TASK DIRECTIONS – Repeat exactly the lines from the one containing "the woman's left" through the last line of the records below, both included, and nothing else.

==============================

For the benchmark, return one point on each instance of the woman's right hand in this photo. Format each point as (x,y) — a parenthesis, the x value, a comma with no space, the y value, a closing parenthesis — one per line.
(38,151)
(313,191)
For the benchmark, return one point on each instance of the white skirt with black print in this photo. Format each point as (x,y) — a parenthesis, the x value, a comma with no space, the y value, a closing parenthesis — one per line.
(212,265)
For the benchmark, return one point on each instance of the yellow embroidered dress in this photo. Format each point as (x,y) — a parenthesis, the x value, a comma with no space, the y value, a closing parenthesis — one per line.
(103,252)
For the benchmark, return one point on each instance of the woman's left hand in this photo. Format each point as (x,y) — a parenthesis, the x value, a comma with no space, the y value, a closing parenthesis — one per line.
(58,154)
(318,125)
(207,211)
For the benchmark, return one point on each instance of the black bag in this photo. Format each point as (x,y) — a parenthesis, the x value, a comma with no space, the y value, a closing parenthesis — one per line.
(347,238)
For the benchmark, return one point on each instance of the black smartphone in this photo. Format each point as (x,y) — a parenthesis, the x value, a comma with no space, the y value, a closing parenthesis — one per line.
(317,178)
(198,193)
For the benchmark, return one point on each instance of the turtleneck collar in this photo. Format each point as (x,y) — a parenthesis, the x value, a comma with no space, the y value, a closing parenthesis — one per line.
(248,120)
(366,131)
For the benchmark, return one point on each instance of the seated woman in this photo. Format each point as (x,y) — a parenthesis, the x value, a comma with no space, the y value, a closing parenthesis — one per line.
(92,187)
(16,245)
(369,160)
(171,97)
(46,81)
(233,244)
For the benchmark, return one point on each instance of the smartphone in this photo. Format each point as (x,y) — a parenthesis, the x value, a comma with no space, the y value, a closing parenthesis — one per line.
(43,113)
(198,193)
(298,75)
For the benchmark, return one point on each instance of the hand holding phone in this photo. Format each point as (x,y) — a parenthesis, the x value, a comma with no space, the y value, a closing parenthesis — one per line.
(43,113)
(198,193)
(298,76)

==============================

PROBLEM SOLUTION –
For the benchmark, return one point on each instance of the woman's left hand in this photo. Format each point as (x,y) — a parenthesis, the x value, a comma with no space, the y value, a closing parenthesis — one per line.
(58,154)
(318,125)
(207,211)
For the benchmark, return one point on each instance of the black bag in this photo. Format each point as (x,y) — a parenthesis, the x value, a comma with no space, the y value, a closing parenthesis — one per line.
(347,238)
For the benchmark, return one point on each instance of the black smartphone in this photo. Format each point as (x,y) — a parenthesis, the x value, a comma with no space, the y value, a closing parenthesis — one per line.
(317,178)
(198,193)
For the benchmark, return one point on each instance of the turtleneck collar in this photo. Format each point as (x,y) — a parenthesis, the x value, a comma with no space, the y value, a closing parenthesis — one per line.
(248,120)
(366,131)
For the benchmark, return one point on each instance of the seated woman in this photo. Format each point as (x,y) — a parenthesis, the x value, a comma with no space, the y value, a closing parenthesis — one per line.
(92,187)
(16,245)
(369,160)
(171,97)
(46,81)
(233,244)
For the benchmark, return one point on each instance of the smartphone in this photo. Format each point as (x,y) — a parenthesis, the x value, a comma with no space, the y value, a closing parenthesis — one per line.
(43,113)
(198,193)
(298,75)
For the benchmark, return one point on each instance of the hand holding phone in this photo. Format each point as (x,y) — a parenthesis, the x value, a comma with no space, the y value, a closing parenthesis — one per line.
(43,113)
(198,193)
(298,76)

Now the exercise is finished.